** What the task requires **
Nothing in the listing should be altered when it is copied, and no picture goes into the copy.

BEGIN

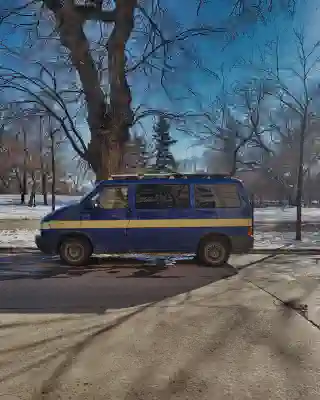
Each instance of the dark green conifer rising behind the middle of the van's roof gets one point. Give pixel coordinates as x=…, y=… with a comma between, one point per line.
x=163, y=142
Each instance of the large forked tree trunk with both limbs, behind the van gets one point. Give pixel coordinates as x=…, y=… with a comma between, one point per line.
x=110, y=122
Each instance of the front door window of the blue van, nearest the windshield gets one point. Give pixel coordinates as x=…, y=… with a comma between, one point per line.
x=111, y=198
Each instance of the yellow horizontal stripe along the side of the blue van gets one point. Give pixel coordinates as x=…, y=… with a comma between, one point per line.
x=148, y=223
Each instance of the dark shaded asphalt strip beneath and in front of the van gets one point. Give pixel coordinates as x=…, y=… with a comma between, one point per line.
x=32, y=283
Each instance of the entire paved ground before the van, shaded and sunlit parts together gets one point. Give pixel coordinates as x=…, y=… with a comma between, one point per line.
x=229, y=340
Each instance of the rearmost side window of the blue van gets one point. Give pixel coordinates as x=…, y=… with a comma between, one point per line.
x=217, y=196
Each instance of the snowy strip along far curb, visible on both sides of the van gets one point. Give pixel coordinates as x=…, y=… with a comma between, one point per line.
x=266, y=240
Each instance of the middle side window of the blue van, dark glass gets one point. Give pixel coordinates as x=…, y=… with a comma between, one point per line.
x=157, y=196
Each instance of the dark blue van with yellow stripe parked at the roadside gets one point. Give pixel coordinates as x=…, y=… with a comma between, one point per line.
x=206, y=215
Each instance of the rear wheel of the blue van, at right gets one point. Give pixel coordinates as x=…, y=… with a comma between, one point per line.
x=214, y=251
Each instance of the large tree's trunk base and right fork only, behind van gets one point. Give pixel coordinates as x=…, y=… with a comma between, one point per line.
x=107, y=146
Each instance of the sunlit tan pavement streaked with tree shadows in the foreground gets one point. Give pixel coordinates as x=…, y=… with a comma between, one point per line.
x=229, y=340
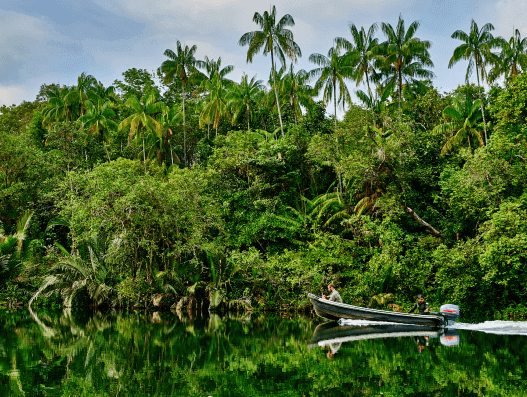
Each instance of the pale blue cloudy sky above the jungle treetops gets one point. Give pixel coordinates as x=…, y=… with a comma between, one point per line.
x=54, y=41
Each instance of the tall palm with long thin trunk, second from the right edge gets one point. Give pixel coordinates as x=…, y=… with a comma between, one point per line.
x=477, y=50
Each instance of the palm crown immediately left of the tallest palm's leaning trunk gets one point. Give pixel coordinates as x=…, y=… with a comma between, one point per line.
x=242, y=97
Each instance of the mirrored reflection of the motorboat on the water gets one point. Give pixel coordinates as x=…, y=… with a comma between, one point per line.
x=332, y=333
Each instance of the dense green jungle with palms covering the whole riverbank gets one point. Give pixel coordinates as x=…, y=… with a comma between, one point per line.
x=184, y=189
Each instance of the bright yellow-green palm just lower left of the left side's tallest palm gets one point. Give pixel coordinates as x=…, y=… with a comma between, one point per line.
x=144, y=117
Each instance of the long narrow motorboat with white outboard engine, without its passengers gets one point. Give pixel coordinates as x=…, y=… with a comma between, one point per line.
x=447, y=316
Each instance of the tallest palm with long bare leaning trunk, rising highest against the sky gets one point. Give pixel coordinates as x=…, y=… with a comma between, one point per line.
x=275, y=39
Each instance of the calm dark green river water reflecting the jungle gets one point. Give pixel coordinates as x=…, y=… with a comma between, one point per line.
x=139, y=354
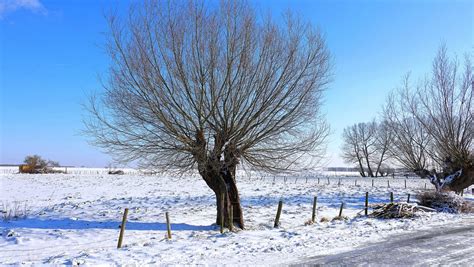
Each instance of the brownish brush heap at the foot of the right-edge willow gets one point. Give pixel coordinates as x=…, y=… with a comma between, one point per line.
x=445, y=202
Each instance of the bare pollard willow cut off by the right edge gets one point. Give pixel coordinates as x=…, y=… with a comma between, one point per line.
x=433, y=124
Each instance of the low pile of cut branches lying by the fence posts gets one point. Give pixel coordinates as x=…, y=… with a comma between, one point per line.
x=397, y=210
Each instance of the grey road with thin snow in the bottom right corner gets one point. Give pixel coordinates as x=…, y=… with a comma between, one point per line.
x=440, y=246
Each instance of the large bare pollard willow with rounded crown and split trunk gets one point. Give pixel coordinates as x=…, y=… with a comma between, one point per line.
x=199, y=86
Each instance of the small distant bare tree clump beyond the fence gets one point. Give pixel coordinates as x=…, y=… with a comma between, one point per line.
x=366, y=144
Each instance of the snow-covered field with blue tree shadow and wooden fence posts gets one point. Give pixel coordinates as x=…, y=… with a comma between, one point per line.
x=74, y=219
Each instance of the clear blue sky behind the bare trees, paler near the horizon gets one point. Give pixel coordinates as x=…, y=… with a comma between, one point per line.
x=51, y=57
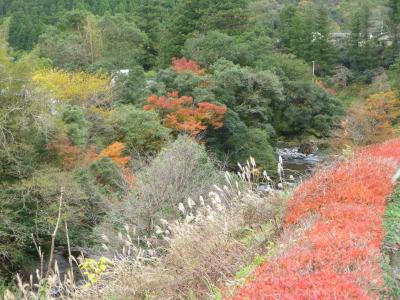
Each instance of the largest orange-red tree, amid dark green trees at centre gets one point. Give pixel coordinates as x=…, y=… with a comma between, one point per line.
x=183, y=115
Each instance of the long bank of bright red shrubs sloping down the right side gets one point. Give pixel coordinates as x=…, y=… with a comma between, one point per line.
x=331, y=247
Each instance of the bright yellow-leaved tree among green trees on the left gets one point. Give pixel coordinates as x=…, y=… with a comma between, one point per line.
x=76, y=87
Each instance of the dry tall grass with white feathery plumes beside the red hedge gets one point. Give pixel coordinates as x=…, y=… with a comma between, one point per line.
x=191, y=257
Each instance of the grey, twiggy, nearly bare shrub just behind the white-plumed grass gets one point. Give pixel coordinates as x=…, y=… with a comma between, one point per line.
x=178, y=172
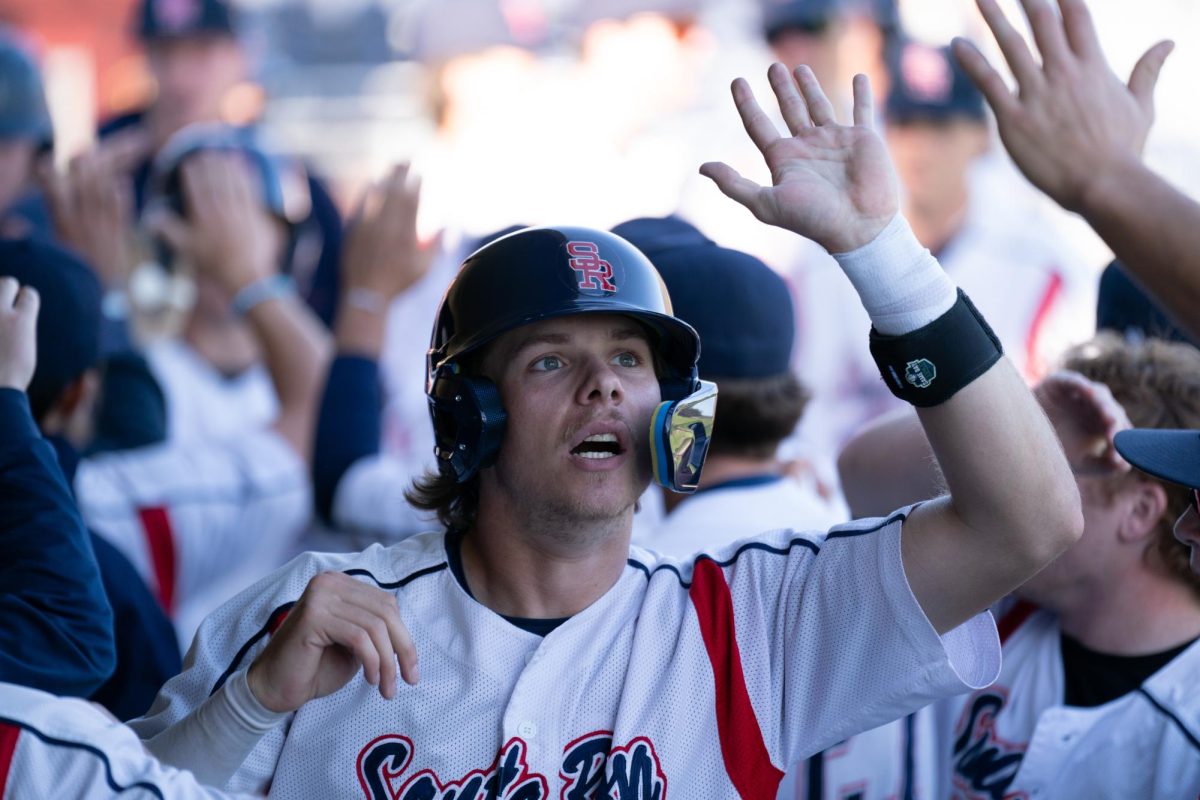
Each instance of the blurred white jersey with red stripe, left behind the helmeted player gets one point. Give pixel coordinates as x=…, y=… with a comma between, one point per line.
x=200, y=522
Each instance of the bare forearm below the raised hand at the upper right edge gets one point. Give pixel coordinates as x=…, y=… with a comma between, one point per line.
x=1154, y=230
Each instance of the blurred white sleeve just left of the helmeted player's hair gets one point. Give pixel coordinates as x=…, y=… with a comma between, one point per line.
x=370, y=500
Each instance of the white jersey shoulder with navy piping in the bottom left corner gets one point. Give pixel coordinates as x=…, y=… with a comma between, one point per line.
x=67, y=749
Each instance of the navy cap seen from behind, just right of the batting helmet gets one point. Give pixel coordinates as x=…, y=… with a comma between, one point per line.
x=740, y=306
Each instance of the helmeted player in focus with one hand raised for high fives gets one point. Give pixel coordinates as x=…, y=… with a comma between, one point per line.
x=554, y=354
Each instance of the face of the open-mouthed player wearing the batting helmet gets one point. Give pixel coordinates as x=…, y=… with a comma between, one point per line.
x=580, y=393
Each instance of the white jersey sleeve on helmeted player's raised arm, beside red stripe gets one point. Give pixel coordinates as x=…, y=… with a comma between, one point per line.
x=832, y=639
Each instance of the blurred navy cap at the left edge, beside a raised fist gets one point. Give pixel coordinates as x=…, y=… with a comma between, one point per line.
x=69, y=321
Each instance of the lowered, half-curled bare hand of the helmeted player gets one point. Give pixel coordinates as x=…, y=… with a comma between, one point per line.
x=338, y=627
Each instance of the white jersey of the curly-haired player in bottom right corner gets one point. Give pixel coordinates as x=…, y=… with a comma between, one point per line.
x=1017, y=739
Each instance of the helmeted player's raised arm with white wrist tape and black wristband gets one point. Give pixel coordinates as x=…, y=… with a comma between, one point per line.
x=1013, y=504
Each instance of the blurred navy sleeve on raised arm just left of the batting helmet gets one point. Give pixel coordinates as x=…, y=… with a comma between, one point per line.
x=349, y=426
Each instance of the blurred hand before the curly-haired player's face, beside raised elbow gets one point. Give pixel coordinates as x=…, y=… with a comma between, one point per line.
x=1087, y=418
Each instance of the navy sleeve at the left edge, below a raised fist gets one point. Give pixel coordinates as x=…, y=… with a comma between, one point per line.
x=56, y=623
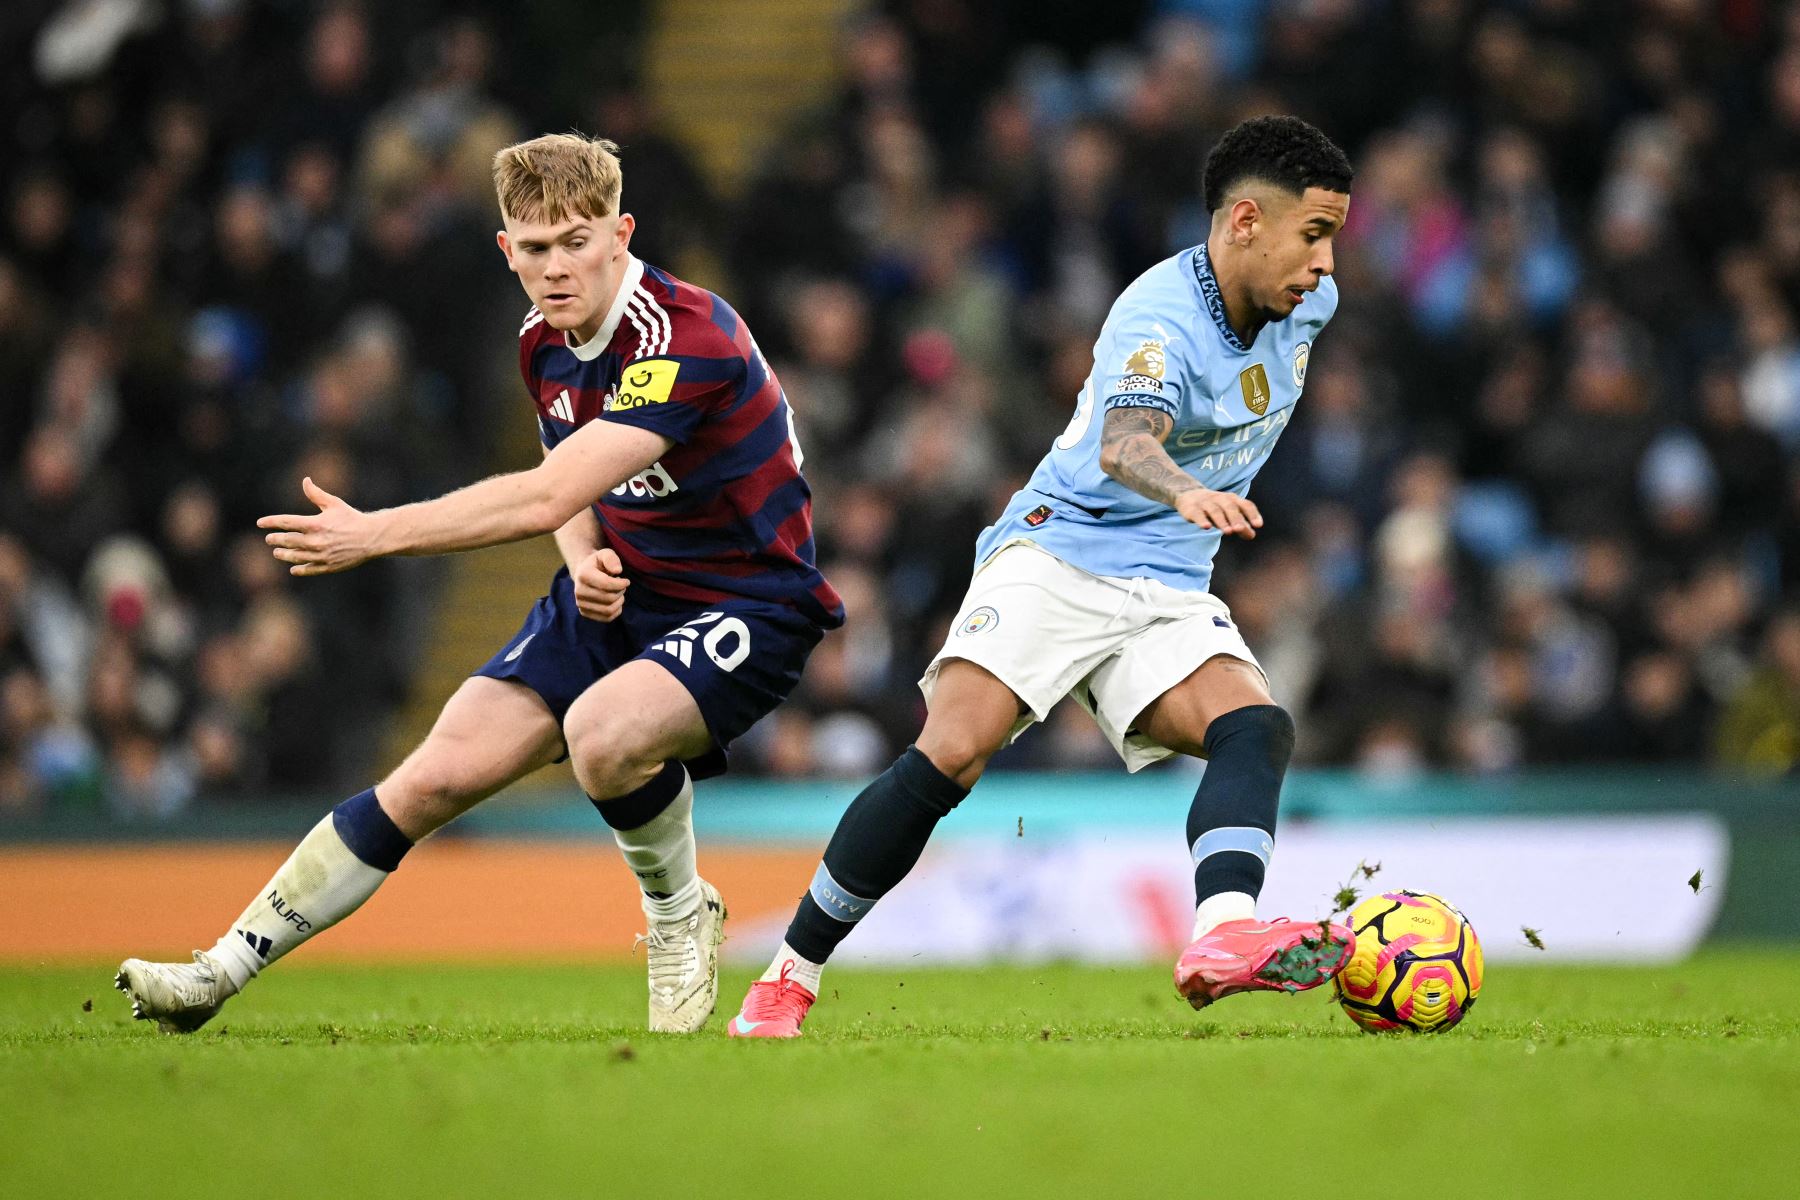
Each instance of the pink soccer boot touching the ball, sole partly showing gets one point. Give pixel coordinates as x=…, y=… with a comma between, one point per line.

END

** Output below **
Each instance of the dark green conifer rising behind the middle of the van's roof gets one point. Give pixel coordinates as x=…, y=… with a comma between, one point per line.
x=163, y=142
Each instance of the large forked tree trunk with both limbs, behind the van gets one point. Give pixel coordinates as x=…, y=… with a comma between, one point per line.
x=110, y=122
Each instance of the front door window of the blue van, nearest the windshield gets one point. Give pixel coordinates as x=…, y=… with a comma between, one point per line.
x=111, y=198
Each instance of the yellow horizontal stripe along the side of the blue van gets one point. Give pixel coordinates as x=…, y=… with a comma between, one point per line.
x=148, y=223
Each instance of the dark shaded asphalt strip beneath and in front of the van gets one point. Give pixel coordinates as x=…, y=… with a comma between, one point per line.
x=32, y=283
Each instance of the entire paved ground before the van, shaded and sunlit parts together gets one point. Give pixel coordinates as x=…, y=… with a comma between, one point per line.
x=229, y=340
Each instance of the rearmost side window of the blue van gets one point. Give pixel coordinates as x=…, y=… with a comma between, one point per line.
x=217, y=196
Each instance of the snowy strip along far curb, visible on both sides of the van gets one point. Give pixel coordinates as x=…, y=… with a comma between, one point per line.
x=266, y=240
Each instance of the middle side window of the blue van, dark glass gets one point. Give pixel coordinates as x=…, y=… with a comma between, one point per line.
x=157, y=196
Each instance of the dark blue van with yellow stripe parked at the roadside gets one point. Give pixel coordinates as x=…, y=… with a comma between, one point per line.
x=206, y=215
Each instance of the rear wheel of the blue van, at right gets one point. Give pixel coordinates as x=…, y=… with a comma between, one point per line.
x=214, y=251
Each instance of the large tree's trunk base and right fork only, behind van gets one point. Give pixel coordinates as x=…, y=… with a comma between, one point per line.
x=107, y=146
Each instance of the sunlit tan pavement streaked with tree shadows in the foreground gets one point. Give pixel coordinates as x=…, y=… with a comma between, one point per line.
x=229, y=340
Each instance of the pale blue cloudy sky above the jungle treetops gets one point. Give pixel coordinates as x=…, y=… with a comma between, one point per line.
x=54, y=41
Each instance of the tall palm with long thin trunk, second from the right edge gets one point. Give pixel coordinates as x=…, y=… with a comma between, one point per line.
x=477, y=50
Each instance of the palm crown immediately left of the tallest palm's leaning trunk gets one point. Give pixel coordinates as x=…, y=… with a comma between, one point per line.
x=242, y=97
Each instance of the mirrored reflection of the motorboat on the water gets one point. Give pixel coordinates as x=…, y=… with a comma between, one point per line.
x=332, y=333
Each instance of the dense green jungle with palms covering the whole riverbank gets one point. Give pixel coordinates as x=…, y=… with a comma between, one point per line.
x=184, y=189
Each instance of the bright yellow-green palm just lower left of the left side's tallest palm gets one point. Give pixel coordinates as x=…, y=… with a comma between, one point per line.
x=144, y=117
Each instance of the long narrow motorboat with white outboard engine, without its passengers gets one point. Give pixel coordinates as x=…, y=… with a comma between, one point per line.
x=447, y=316
Each instance of the tallest palm with long bare leaning trunk, rising highest against the sky gets one point. Give pixel coordinates as x=…, y=… with a comma between, one point per line.
x=275, y=39
Each instance of the calm dark green river water reflecting the jungle gets one point. Give pixel coordinates as x=…, y=… with a comma between, one point per line.
x=139, y=354
Each instance of the brownish brush heap at the foot of the right-edge willow gets one point. Give pixel coordinates as x=…, y=… with a comma between, one point per line.
x=445, y=202
Each instance of the bare pollard willow cut off by the right edge gets one point. Give pixel coordinates as x=…, y=… with a comma between, one point per line.
x=433, y=124
Each instance of the low pile of cut branches lying by the fence posts gets one point. Give pixel coordinates as x=…, y=… with a comma between, one point per line.
x=397, y=210
Each instance of the grey road with thin snow in the bottom right corner gets one point. Give pixel coordinates as x=…, y=… with a comma between, one point per line.
x=440, y=246
Each instance of the large bare pollard willow with rounded crown and split trunk gets one point. Give pixel coordinates as x=…, y=… with a comma between, one point per line.
x=199, y=86
Each instance of the small distant bare tree clump beyond the fence gets one point. Give pixel coordinates as x=…, y=… with a comma between, one point per line.
x=366, y=144
Each instance of the snow-covered field with blue tree shadow and wooden fence posts gets one point. Give pixel coordinates as x=…, y=… with a comma between, one point per line.
x=74, y=219
Each instance of the clear blue sky behind the bare trees, paler near the horizon gets one point. Give pixel coordinates as x=…, y=… with a comma between, one point per line.
x=51, y=57
Each instance of the largest orange-red tree, amid dark green trees at centre gets one point. Give pixel coordinates as x=…, y=… with a comma between, one point per line.
x=183, y=115
Each instance of the long bank of bright red shrubs sloping down the right side gets one point. Give pixel coordinates as x=…, y=… with a comma between, one point per line.
x=331, y=247
Each instance of the bright yellow-leaved tree among green trees on the left gets one point. Give pixel coordinates as x=…, y=… with a comma between, one point per line.
x=76, y=87
Each instance of the dry tall grass with white feathery plumes beside the red hedge gets one point. Give pixel coordinates as x=…, y=… with a comma between, one point per line.
x=191, y=257
Each instance of the grey, twiggy, nearly bare shrub just behind the white-plumed grass gets one point. Give pixel coordinates as x=…, y=… with a comma between, one point per line.
x=178, y=172
Each instance of the blurred white jersey with red stripe, left behind the helmeted player gets one point. Give pixel coordinates as x=…, y=… with a comma between, one point per line.
x=200, y=522
Each instance of the bare forearm below the raised hand at the upper right edge gets one point. Give pixel coordinates as x=…, y=… with a comma between, one point per line.
x=1154, y=230
Each instance of the blurred white sleeve just left of the helmeted player's hair gets one point. Give pixel coordinates as x=…, y=… with a comma between, one point per line.
x=370, y=500
Each instance of the white jersey shoulder with navy piping in the bottom left corner gets one point. Give pixel coordinates as x=…, y=… with a comma between, one point per line.
x=67, y=749
Each instance of the navy cap seen from behind, just right of the batting helmet gets one point. Give pixel coordinates as x=…, y=… with a comma between, one point per line.
x=740, y=306
Each instance of the helmeted player in focus with one hand raised for high fives gets one point. Give pixel coordinates as x=…, y=… with a comma between, one point per line.
x=554, y=354
Each instance of the face of the open-mouthed player wearing the batting helmet gets one point. Give pixel coordinates as x=…, y=… with a comma between, one point per line.
x=580, y=393
Each instance of the white jersey sleeve on helmeted player's raised arm, beside red stripe gets one point. Give pixel coordinates as x=…, y=… with a comma between, one point per line.
x=832, y=639
Each instance of the blurred navy cap at the left edge, beside a raised fist gets one point. Give pixel coordinates as x=…, y=… with a comma between, one point per line.
x=69, y=321
Each instance of the lowered, half-curled bare hand of the helmeted player gets one point. Give pixel coordinates as x=…, y=… with a comma between, one point per line.
x=338, y=627
Each instance of the white jersey of the curly-haired player in bottom right corner gets one point. Give pixel coordinates as x=…, y=… with a comma between, one point per line.
x=1017, y=739
Each instance of the helmeted player's raised arm with white wrist tape and black wristband gets one point. Give pixel coordinates as x=…, y=… with a comma between, one point per line.
x=1013, y=504
Each instance of the blurred navy sleeve on raised arm just left of the batting helmet gets one point. Give pixel coordinates as x=…, y=… with a comma between, one point per line.
x=349, y=426
Each instance of the blurred hand before the curly-haired player's face, beside raised elbow gets one point. Give pixel coordinates as x=…, y=… with a comma between, one point per line.
x=1087, y=418
Each instance of the navy sleeve at the left edge, below a raised fist gets one point. Give pixel coordinates as x=…, y=… with a comma between, one point per line.
x=56, y=623
Each instance of the pink soccer boot touching the ball, sole partly showing gets one point. Give pixel coordinates as x=…, y=… with a comma between, one point per line.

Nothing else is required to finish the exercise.